- [Required work]:
The answer should contain only the lines running from the line with "Your task is" to the end of the material, reproduced verbatim.

- [Entries shown]:
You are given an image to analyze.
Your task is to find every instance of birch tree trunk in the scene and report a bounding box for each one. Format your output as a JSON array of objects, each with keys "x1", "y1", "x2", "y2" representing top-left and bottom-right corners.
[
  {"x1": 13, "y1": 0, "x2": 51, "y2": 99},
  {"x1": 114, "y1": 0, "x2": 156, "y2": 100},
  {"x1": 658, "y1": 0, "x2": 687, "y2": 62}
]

- [Response area]:
Your task is to find every instance of birch tree trunk in the scene and report a bounding box for each one. Format your output as a JSON array of objects, each with keys "x1", "y1", "x2", "y2" representing top-left and bottom-right corners.
[
  {"x1": 13, "y1": 0, "x2": 51, "y2": 99},
  {"x1": 114, "y1": 0, "x2": 156, "y2": 100},
  {"x1": 658, "y1": 0, "x2": 687, "y2": 62}
]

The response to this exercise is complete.